Yang Harus Dikerjakan – Lanjutkan artikel tentang putusan Mahkamah Agung yang menolak kasasi pemerintah soal Ujian Nasional, mulai tepat setelah kalimat terakhirnya.

Teks Latihan –

Senin, 30 November 2009

Akankah UN Dihapus ?


Oleh: Andryan, SH


Kontroversi tentang penghapusan pelaksanaan Ujian Nasional (UN) kini telah mencapai titik terang setelah Mahkamah Agung (MA) menolak kasasi gugatan UN yang diajukan pemerintah. UN dinilai cacat hukum dan pemerintah pun dilarang menyelenggarakan UN. ‘’Putusan MA adalah menolak permohonan kasasi dari pemohon kasasi, yakni Pemerintah RI, putusan MA tersebut diambil pada 14 September lalu. Mengutip data MA, perkara gugatan warga negara (citizen lawsuit) yang diajukan Kristiono melalui Tim Advokasi Korban UN (TeKUN) dan Education Forum tersebut, diputus dengan putusan perkara Nomor Register 2596 K/PDT/2008. Majelis hakimnya adalah Mansur Kartayasa, Imam Harjadi, dan Abbas Said. Kristiono adalah orang tua Indah, yang dinyatakan tidak lulus dari sekolah lantaran nilai UN tidak sesuai standar pemerintah. Keputusan MA itu menguatkan putusan PT yang juga menolak permohonan pemerintah. (Republika Online, 26/11/09).


Pertimbangannya, para tergugat, yakni Presiden, Wapres, Mendiknas, dan Ketua Badan Standar Nasional Pendidikan (BSNP), dinyatakan lalai memberikan pemenuhan Hak Asasi Manusia terhadap warga negara. Pemerintah juga dinilai lalai meningkatkan kualitas guru, sarana dan prasarana sekolah, akses informasi yang lengkap di seluruh daerah sebelum menggelar UN. Pemerintah diminta mengambil langkah-langkah konkret untuk mengatasi gangguan psikologis dan mental peserta didik usia anak akibat UN. MA juga menilai UN melanggar Pasal 61 UU Sisdiknas, menyatakan bahwa yang berhak menentukan kelulusan adalah pihak sekolah dan bukan negara.

Data yang Diberikan –
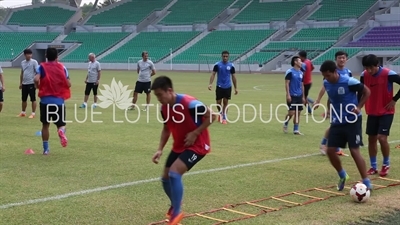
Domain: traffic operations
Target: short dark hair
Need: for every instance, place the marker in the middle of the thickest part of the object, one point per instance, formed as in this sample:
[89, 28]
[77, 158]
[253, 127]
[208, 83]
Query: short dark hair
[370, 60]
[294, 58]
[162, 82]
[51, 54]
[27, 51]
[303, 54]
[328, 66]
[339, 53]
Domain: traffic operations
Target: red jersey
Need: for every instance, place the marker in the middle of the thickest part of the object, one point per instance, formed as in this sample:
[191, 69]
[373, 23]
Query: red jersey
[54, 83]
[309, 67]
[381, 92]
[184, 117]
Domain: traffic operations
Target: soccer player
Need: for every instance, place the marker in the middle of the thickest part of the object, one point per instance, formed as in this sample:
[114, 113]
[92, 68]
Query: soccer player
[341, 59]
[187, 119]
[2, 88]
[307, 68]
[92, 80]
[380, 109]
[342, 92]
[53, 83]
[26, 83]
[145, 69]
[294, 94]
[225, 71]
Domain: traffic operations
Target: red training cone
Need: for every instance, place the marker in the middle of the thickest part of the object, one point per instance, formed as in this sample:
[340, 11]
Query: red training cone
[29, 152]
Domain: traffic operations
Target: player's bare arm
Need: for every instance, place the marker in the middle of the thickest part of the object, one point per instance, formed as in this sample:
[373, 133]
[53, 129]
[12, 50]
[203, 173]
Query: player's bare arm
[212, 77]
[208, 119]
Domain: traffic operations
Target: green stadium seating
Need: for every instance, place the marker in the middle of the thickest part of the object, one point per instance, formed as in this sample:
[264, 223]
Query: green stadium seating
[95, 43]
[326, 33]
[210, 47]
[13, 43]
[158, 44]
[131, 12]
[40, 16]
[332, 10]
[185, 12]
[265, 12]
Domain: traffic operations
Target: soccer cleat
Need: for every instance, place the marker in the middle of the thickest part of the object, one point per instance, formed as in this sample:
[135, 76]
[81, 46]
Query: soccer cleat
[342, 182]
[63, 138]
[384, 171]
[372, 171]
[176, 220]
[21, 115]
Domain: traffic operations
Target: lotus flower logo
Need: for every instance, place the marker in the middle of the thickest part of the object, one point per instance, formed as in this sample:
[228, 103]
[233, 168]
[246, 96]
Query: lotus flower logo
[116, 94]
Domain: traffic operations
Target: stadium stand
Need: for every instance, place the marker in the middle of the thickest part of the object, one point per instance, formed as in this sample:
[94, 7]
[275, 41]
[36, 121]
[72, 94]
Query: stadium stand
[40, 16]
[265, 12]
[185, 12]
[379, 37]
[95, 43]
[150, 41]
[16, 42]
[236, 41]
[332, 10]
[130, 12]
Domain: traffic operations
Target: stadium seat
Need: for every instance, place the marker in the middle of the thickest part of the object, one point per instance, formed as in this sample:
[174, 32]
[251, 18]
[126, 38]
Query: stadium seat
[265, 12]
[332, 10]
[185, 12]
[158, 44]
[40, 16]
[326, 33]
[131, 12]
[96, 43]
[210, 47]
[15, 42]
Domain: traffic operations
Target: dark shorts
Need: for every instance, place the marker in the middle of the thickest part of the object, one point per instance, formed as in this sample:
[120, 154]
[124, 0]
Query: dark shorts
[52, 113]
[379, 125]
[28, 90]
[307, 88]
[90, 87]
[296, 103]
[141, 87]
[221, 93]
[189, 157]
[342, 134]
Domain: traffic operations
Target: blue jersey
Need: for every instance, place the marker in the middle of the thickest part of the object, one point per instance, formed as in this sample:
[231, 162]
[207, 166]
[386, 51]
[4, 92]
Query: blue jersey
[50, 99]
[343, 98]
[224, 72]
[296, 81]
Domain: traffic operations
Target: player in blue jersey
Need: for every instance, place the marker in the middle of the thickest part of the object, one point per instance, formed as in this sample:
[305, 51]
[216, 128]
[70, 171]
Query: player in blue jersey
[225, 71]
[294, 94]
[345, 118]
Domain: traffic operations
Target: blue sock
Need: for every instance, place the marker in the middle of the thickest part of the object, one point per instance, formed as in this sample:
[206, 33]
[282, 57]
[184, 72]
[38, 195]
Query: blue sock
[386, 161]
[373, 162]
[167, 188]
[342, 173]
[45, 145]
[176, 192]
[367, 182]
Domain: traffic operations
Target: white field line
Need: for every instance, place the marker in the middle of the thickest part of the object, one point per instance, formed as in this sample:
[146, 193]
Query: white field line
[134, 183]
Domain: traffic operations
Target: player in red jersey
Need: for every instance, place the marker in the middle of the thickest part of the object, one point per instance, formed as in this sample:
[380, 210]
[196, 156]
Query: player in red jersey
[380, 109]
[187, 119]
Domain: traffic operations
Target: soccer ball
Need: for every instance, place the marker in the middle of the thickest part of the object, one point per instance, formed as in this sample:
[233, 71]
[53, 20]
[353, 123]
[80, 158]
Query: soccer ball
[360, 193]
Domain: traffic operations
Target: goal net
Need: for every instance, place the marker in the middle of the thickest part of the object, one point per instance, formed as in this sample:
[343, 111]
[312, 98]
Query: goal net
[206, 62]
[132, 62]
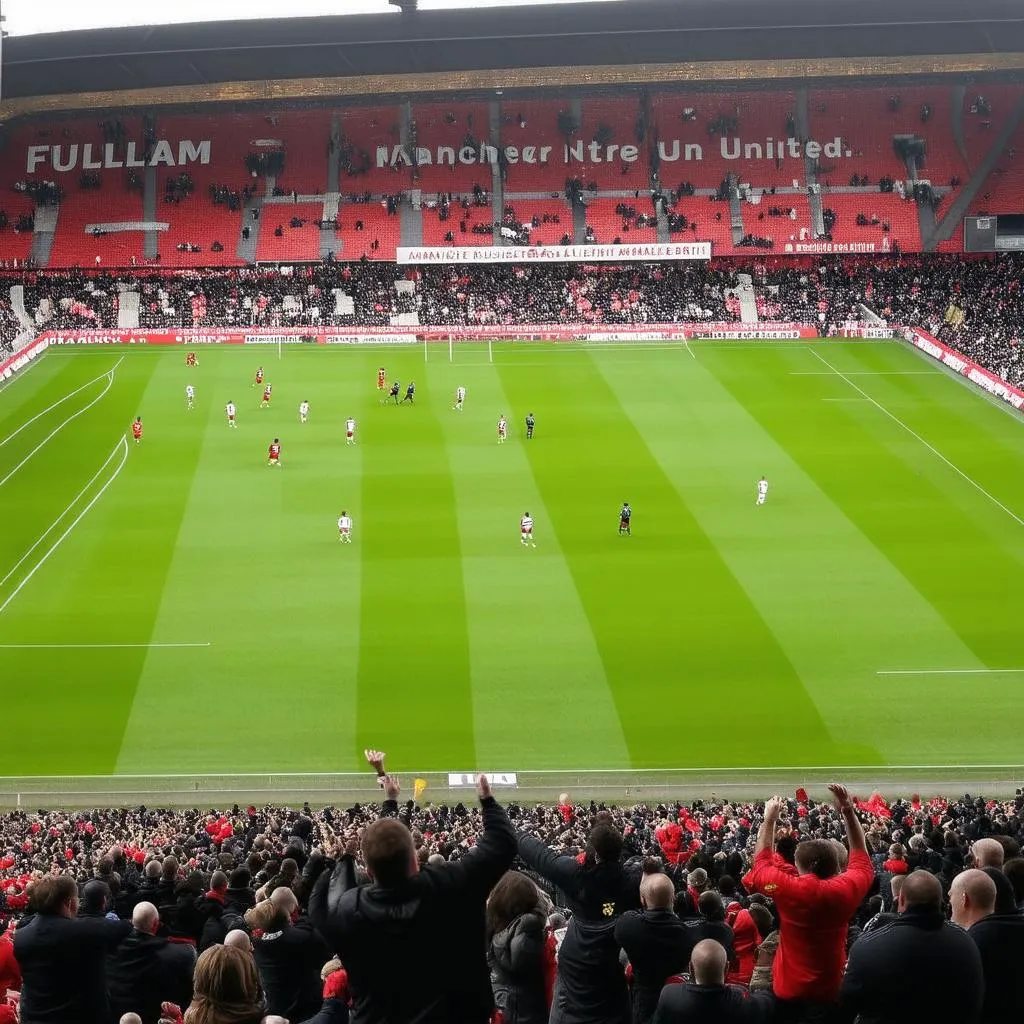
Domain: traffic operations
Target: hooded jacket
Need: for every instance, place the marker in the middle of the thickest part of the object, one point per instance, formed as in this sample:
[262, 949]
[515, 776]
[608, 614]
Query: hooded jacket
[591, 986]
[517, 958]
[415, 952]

Hasil Latihan –
Akan tetapi, kini muncul keraguan apakah UN benar-benar akan dihapus sesuai amanat MA? Sebab, pemerintah mengajukan permohonan Peninjauan Kembali (PK) untuk mempertahankan pelaksanaan UN. Bahkan, meskipun telah ada putusan kasasi, pelaksanaan UN masih tetap akan dilaksanakan oleh BSNP tahun 2010. Mereka pun berdalih anggaran pelaksanaan UN telah masuk APBN 2010. Lalu, apakah pemerintah tidak mengindahkan amar putusan MA yang memerintahkan penghapusan UN? Inilah ironi sebagai negara yang menjunjung tinggi hukum dan pemerintah dalam hal ini Presiden, Wapres, Mendiknas, serta BSNP seakan bersikap superior dengan tidak melaksanakan putusan kasasi MA tersebut.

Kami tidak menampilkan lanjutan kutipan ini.